*** Passage Section Begins ***

We’ve known for a while now that organic agriculture is good for the climate: It does a better job at grabbing carbon from the air and turning it into soil than industrial agriculture, which often does just the opposite.
Last year, researchers reexamined all 74 studies that had looked at organic farming and carbon capture. After crunching the numbers from the results of these studies they concluded that, lo and behold, organic farms are carbon sponges.
This makes some intuitive sense: It’s generally the organic farmers who are most concerned with building up the soil — they can’t rely on synthetic supplements if the soil chemistry runs low, after all. And when farmers talk about building up the soil what they mean — on a fundamental level — is creating more dirt. The new dirt comes from plants, which, in turn, are made of carbon (in part). More topsoil means less carbon dioxide in the atmosphere.
But it’s still a mystery as to exactly how this works. Why don’t microbes chomp up every new organic molecule introduced into the soil and fart it back into the air? And why would a different form of agriculture change microbial behavior? Figure that out, and there would be hard evidence to spread the practice.
The microbial world is a wondrous, unmapped mystery because it’s so hard for us humans to see what goes on there. But many more tools are now available to let us peek into that kingdom. Methods for cheaply sequencing microbial DNA are like a whole array of Hubble telescopes, only in reverse, looking right at the earth rather than out into space.

*** Passage Section Ends ***
*** Data to examine Section Begins ***

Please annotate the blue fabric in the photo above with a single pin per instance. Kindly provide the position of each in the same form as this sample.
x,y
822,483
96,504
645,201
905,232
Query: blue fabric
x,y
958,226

*** Data to examine Section Ends ***

(Problem to solve):
Pick up the piece on organic farming and soil carbon right after its last sentence, and keep writing it.

(Exercise answer):
Recently, a team of scientists decided to compare the microbes in organic and conventional plots (plus one “low intensity” field that was somewhere between organic and conventional) at the W.K. Kellogg Biological Station in Michigan. They noticed that there was a much lower diversity of microbes in the conventionally farmed plot [PDF]. Perhaps the more complex community is better at exchanging the carbon among themselves, rather than releasing it to the atmosphere.
Phil Robertson, one of the scientists on this project, told Climate Wire that he has another hypothesis. He thinks the plants may be hiding the carbon from the microbes. The scientists planted a crop of red clover on the organic and low-intensity fields for the winter. Clover produces a class of chemicals called phenolics; phenolics inhibit microbial growth, he said, and keep them from digesting the carbon.
Organic farming isn’t a silver bullet for reducing agricultural emissions. Robertson found organic farming emitted just as much nitrous oxide — a much more potent greenhouse gas than carbon — as conventional farming. (Still, other studies [PDF] suggest that the right techniques could do the job.) That’s yet another reason to determine precisely what farming practices– beyond just “go organic!” — make the difference between absorbing and emitting greenhouse gases.